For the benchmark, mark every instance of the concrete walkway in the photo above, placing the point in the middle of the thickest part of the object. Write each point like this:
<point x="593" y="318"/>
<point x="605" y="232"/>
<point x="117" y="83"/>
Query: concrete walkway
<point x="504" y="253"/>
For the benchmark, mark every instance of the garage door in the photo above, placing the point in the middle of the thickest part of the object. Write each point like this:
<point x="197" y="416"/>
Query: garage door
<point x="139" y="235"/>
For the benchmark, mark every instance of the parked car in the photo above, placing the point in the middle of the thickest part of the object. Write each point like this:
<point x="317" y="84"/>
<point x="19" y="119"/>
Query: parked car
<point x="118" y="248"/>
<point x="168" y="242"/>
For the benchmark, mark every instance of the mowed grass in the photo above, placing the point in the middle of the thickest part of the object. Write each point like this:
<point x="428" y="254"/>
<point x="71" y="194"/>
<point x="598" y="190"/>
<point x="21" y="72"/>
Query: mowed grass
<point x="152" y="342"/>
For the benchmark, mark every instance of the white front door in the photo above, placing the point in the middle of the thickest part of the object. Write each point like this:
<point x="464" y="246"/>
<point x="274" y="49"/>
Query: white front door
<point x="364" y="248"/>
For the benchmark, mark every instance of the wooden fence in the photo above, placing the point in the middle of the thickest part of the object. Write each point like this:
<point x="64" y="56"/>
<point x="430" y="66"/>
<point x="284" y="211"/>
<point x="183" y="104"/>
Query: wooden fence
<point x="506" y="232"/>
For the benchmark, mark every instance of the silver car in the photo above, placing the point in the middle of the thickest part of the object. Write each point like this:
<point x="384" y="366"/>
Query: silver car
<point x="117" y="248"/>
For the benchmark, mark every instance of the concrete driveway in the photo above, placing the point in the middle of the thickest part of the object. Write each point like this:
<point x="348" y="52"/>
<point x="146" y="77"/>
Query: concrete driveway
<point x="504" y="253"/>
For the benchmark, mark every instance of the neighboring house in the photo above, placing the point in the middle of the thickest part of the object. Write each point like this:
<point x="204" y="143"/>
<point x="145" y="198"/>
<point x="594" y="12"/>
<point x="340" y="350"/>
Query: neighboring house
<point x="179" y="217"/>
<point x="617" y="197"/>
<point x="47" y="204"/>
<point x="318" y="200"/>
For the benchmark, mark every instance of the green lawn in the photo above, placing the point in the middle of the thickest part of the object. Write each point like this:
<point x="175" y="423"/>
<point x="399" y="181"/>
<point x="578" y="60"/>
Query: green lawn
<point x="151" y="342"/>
----------------------------------------
=== Goal ===
Using the data above, reproduce every line exactly.

=== Response for this exercise ===
For the benchmark, mark every instance of the concrete walkway in the photo above, placing the point in the middle of the thickest part of the object. Write each point like this:
<point x="593" y="318"/>
<point x="605" y="232"/>
<point x="117" y="83"/>
Query: concrete walkway
<point x="504" y="253"/>
For the benchmark, mark every instance of the garage door in the photo above, placing the point in the middle of the thickest part of the object. Write each point like this:
<point x="197" y="416"/>
Query: garage door
<point x="139" y="235"/>
For the benchmark, mark every instance of the parked car in the photo above, placing the point in the middle of the thickest part of the object. Write each point like this:
<point x="317" y="84"/>
<point x="19" y="119"/>
Query: parked car
<point x="118" y="248"/>
<point x="168" y="242"/>
For the benchmark, mark every instance of the mowed grass in the photo above, placing the point in the middle of the thickest part of the object. Write each point like this:
<point x="428" y="254"/>
<point x="71" y="194"/>
<point x="598" y="190"/>
<point x="21" y="72"/>
Query: mowed grass
<point x="152" y="342"/>
For the benchmark, mark every instance of the white front door in the photo above, placing the point in the middle of the thickest part of the object. Write each point like this:
<point x="464" y="246"/>
<point x="274" y="49"/>
Query: white front door
<point x="364" y="248"/>
For the benchmark, mark every instance of the wooden fence in the photo above, placing the point in the middle of the thickest part of the object. Write each point like this:
<point x="64" y="56"/>
<point x="430" y="66"/>
<point x="284" y="211"/>
<point x="183" y="104"/>
Query: wooden fence
<point x="506" y="232"/>
For the benchmark, mark every instance of the silver car in the photo above, placing the point in the middle of the thickest part of the object. Write each point like this:
<point x="384" y="366"/>
Query: silver car
<point x="117" y="248"/>
For the benchmark, mark every instance of the concrete driveway in the photo above, placing the point in the middle of the thickest part of the object. Write each point like this:
<point x="348" y="52"/>
<point x="146" y="77"/>
Query: concrete driveway
<point x="504" y="253"/>
For the benchmark, mark every instance of the neighboring house in the photo above, placing the point in the middle of the thickest part of the object. Write each point like this:
<point x="204" y="143"/>
<point x="145" y="198"/>
<point x="594" y="12"/>
<point x="340" y="350"/>
Query: neighboring house
<point x="179" y="217"/>
<point x="617" y="197"/>
<point x="47" y="204"/>
<point x="318" y="200"/>
For the benchmark, mark every instance of the green lawn in the photo above, placing the point in the middle of the thickest part of the object. Write each point like this:
<point x="175" y="423"/>
<point x="399" y="181"/>
<point x="578" y="60"/>
Query: green lawn
<point x="151" y="342"/>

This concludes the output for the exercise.